**What you will do**.
Put the lines from the one containing "Target: yellow banana" through the one containing "[[[70,45],[61,45],[61,66],[67,67],[68,60],[72,58],[72,51]]]" into a JSON list of strings, one string per line, leaving out blank lines.

Outline lines
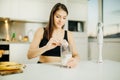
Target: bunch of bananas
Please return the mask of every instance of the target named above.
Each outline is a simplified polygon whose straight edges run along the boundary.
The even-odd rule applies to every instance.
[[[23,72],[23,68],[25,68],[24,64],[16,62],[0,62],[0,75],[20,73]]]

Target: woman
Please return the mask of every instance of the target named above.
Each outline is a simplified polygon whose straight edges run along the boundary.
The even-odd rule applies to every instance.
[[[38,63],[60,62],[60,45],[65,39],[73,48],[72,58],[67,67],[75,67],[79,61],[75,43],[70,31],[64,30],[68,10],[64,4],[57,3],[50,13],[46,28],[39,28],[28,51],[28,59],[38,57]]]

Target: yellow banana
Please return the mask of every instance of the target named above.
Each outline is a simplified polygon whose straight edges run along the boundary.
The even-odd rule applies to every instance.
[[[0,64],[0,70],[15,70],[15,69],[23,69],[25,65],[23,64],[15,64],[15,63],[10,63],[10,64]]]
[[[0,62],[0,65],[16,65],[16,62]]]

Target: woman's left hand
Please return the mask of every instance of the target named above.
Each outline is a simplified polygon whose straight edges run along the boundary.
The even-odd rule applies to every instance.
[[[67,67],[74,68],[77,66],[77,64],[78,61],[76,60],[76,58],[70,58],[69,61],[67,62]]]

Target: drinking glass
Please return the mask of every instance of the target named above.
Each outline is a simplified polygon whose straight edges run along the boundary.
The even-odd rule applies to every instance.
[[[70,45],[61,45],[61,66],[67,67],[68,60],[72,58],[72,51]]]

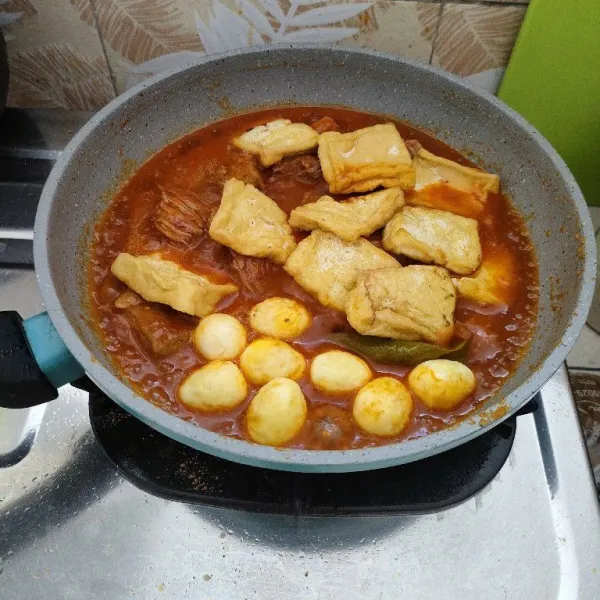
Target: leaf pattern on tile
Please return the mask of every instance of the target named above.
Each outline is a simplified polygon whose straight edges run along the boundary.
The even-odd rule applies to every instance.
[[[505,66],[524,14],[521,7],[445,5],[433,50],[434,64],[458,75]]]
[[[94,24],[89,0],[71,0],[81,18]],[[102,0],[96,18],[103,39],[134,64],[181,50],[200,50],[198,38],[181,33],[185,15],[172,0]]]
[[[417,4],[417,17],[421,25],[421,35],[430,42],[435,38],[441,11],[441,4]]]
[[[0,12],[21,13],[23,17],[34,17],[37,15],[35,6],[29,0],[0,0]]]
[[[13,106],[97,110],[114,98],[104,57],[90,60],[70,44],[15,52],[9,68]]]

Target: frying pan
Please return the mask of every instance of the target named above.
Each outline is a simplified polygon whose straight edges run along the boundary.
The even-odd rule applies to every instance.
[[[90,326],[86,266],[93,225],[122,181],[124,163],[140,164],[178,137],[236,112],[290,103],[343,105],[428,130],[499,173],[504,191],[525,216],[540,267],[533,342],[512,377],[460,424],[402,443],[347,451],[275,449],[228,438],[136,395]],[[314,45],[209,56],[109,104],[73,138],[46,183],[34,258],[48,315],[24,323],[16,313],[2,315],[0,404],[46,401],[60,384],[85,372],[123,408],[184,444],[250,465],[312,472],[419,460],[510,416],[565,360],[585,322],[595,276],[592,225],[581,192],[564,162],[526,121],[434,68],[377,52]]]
* * *
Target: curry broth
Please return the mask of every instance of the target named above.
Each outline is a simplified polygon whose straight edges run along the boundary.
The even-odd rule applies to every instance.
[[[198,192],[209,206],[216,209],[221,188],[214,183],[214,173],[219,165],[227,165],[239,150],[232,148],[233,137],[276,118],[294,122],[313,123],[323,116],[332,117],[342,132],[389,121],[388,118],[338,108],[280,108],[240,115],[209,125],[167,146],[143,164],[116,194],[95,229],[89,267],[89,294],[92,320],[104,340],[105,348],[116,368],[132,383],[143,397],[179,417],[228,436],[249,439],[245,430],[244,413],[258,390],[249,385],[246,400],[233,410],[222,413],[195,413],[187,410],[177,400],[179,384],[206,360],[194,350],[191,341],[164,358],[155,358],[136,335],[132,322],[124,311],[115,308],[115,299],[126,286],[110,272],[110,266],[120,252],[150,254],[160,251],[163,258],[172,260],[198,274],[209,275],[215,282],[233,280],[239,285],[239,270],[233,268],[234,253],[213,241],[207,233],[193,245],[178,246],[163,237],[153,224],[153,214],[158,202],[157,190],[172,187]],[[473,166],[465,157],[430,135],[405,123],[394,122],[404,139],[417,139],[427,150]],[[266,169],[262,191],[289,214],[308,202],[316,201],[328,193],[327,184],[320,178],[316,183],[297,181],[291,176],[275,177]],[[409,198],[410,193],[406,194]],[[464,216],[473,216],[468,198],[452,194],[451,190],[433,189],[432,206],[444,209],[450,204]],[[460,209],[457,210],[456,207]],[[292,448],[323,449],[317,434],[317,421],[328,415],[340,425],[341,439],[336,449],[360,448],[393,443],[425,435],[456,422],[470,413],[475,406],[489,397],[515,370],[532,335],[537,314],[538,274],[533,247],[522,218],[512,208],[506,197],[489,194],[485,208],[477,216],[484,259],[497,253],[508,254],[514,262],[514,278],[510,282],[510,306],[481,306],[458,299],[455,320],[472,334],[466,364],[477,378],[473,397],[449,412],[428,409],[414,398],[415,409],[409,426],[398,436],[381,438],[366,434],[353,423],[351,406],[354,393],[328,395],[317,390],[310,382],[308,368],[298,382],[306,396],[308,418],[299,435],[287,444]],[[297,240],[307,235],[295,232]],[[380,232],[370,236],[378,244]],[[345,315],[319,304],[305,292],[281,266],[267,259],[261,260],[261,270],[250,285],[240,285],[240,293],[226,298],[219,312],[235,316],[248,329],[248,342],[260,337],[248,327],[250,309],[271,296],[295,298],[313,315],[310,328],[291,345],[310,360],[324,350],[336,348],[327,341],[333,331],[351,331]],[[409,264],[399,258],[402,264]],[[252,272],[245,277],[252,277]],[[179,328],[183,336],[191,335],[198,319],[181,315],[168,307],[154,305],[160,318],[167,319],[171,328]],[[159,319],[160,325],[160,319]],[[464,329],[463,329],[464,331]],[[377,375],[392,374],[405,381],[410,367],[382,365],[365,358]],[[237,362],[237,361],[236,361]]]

**Written solution**.
[
  "Target: yellow banana",
  "Please return the mask of every instance of the target named above.",
  "Each outline is a simplified polygon whose straight edges run along the boundary.",
  "The even-odd rule applies to every instance.",
  "[[[0,64],[0,70],[15,70],[15,69],[23,69],[25,65],[23,64],[15,64],[15,63],[10,63],[10,64]]]",
  "[[[0,62],[0,65],[16,65],[16,62]]]",
  "Target: woman's left hand",
  "Please return the mask of every instance of the target named above.",
  "Each outline is a simplified polygon whose straight edges run along the boundary.",
  "The even-odd rule applies to every instance.",
  "[[[67,67],[74,68],[77,66],[77,64],[78,61],[76,60],[76,58],[70,58],[69,61],[67,62]]]",
  "Target: drinking glass",
  "Please return the mask of every instance of the target named above.",
  "Each outline is a simplified polygon whose straight edges run along the boundary.",
  "The even-odd rule applies to every instance.",
  "[[[70,45],[61,45],[61,66],[67,67],[68,60],[72,58],[72,51]]]"
]